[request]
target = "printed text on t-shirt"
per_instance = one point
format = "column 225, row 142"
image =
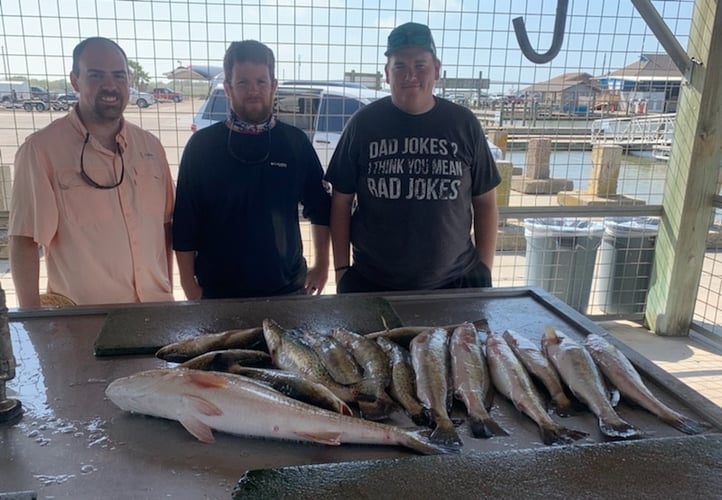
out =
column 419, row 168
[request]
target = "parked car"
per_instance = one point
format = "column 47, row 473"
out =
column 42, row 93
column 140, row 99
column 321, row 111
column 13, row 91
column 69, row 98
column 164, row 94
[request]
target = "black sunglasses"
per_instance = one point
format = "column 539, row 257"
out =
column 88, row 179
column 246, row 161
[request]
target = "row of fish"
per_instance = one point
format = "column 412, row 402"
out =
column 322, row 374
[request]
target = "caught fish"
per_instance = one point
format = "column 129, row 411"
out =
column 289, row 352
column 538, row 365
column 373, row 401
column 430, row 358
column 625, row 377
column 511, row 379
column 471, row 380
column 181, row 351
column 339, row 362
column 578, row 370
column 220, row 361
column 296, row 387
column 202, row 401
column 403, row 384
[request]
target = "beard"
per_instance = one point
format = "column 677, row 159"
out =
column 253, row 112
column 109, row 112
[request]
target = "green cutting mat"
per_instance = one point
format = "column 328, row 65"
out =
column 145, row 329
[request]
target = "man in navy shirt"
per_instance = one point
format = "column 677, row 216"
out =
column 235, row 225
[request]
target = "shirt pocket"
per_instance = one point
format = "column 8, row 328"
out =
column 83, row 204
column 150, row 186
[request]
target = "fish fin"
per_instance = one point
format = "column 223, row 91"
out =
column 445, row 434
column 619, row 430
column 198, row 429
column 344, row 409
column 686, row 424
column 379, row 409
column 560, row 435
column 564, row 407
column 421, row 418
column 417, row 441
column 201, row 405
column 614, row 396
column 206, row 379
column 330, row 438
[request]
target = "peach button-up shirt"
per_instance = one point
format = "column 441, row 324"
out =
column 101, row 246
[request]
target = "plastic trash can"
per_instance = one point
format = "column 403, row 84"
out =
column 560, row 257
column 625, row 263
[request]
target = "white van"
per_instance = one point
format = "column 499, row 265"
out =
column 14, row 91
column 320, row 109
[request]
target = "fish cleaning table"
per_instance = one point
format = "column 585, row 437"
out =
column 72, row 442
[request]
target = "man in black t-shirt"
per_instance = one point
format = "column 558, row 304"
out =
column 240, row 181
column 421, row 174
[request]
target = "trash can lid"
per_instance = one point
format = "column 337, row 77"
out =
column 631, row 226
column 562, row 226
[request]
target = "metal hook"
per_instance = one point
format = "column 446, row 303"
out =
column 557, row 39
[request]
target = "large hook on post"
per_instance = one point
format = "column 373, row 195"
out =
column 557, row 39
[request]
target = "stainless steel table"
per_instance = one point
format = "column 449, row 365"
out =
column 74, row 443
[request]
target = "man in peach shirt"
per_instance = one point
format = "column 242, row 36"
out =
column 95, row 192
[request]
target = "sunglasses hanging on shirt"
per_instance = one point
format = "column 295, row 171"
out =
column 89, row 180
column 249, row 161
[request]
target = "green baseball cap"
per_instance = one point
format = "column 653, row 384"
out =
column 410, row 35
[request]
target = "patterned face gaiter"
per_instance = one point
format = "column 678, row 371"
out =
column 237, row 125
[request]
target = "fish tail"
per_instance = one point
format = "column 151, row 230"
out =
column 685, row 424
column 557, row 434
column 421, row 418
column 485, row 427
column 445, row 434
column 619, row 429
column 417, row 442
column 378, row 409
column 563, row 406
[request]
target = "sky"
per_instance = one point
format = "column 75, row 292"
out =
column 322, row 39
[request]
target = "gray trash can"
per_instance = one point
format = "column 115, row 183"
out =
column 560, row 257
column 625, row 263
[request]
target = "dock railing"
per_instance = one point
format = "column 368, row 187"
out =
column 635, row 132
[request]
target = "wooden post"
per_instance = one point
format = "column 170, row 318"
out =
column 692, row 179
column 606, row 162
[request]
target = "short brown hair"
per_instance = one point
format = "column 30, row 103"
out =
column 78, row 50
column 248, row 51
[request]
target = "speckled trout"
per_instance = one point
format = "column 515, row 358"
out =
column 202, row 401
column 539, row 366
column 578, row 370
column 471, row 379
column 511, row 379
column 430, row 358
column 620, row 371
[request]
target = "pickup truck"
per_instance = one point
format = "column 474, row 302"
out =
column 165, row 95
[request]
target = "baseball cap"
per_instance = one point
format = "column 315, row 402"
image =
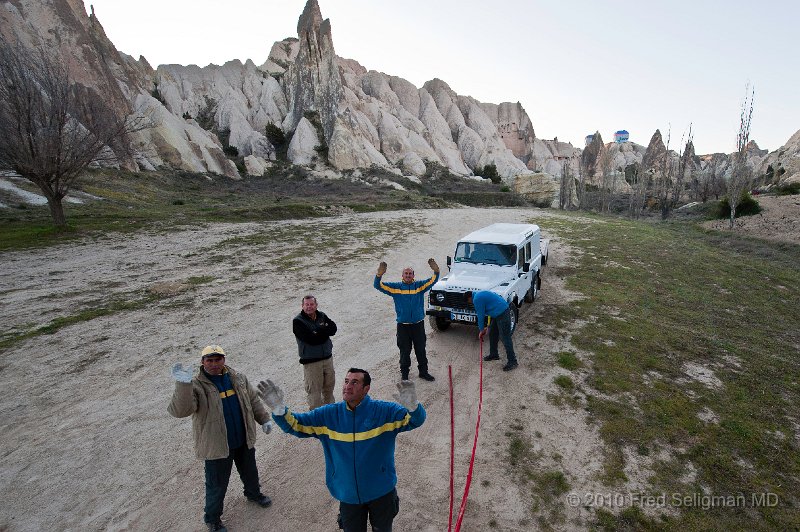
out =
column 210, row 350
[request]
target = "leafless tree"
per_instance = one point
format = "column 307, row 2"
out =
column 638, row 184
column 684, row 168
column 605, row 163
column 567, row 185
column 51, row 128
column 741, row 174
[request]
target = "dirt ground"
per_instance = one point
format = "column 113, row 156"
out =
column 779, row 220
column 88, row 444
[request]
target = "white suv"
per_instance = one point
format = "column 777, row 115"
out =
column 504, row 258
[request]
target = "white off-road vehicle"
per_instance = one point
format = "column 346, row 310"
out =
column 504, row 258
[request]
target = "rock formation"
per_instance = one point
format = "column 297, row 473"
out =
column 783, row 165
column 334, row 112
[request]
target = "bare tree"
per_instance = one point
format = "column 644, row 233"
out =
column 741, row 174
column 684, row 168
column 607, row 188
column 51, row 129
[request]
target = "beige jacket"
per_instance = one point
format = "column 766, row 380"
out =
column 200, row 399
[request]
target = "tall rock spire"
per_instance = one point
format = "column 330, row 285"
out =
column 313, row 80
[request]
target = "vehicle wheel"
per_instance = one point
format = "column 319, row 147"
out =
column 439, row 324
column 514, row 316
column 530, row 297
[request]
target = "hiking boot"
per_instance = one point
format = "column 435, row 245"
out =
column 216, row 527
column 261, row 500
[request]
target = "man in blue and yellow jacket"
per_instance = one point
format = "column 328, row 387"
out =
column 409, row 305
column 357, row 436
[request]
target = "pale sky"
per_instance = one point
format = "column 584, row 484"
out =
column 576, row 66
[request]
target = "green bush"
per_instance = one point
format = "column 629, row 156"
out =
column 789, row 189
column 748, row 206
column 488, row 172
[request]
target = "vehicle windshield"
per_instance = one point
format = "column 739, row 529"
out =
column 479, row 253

════════

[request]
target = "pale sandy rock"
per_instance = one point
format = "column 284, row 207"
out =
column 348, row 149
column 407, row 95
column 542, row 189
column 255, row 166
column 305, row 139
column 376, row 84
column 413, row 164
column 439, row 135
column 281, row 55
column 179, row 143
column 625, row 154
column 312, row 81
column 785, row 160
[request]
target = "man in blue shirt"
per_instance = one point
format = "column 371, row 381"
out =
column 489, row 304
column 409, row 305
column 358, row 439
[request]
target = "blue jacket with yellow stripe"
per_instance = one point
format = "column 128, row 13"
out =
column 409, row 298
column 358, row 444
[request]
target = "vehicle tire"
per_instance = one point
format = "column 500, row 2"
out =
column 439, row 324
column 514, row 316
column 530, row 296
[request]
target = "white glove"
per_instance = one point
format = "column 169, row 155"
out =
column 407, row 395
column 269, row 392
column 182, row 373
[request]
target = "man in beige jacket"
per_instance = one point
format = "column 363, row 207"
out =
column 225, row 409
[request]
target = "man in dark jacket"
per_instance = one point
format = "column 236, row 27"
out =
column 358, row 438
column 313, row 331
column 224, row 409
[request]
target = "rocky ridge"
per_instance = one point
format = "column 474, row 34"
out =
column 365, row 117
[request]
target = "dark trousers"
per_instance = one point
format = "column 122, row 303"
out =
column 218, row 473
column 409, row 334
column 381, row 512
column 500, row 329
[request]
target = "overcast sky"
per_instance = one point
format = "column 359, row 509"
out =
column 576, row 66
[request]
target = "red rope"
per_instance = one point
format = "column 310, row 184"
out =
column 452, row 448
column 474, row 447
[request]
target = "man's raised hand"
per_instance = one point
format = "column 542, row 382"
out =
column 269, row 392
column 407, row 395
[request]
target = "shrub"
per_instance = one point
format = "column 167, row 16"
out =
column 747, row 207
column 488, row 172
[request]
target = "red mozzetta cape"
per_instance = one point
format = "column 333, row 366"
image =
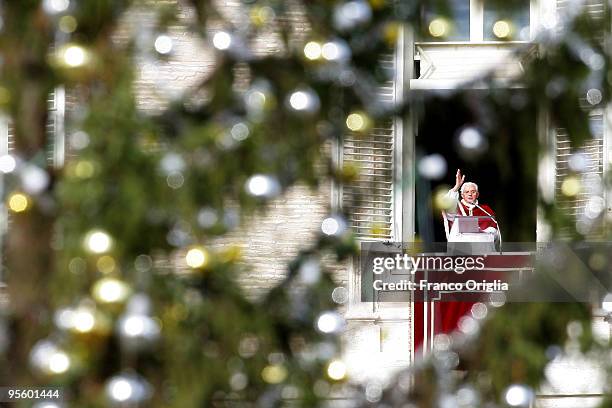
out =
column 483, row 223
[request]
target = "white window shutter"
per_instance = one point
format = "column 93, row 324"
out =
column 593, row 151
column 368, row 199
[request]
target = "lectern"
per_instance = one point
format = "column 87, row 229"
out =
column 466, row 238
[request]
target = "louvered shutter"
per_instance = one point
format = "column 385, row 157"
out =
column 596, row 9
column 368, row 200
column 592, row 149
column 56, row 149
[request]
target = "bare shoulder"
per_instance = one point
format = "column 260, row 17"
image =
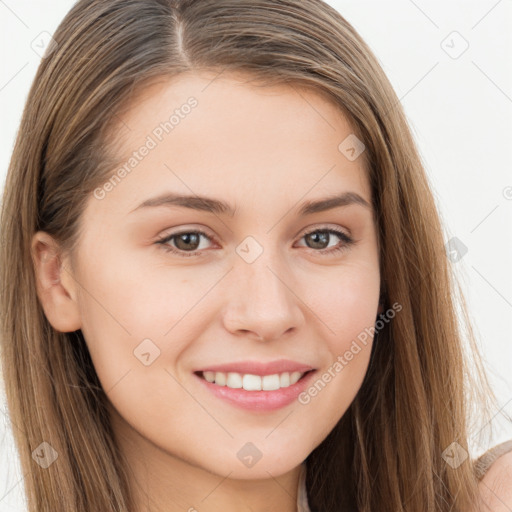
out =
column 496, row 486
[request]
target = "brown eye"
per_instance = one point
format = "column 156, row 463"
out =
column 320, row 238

════════

_Set exercise_. How many lines in the data above contain the string "beige"? Count only matches with the same uppercase and lowercase letters, and reply with the number alone.

_Expected answer_. 2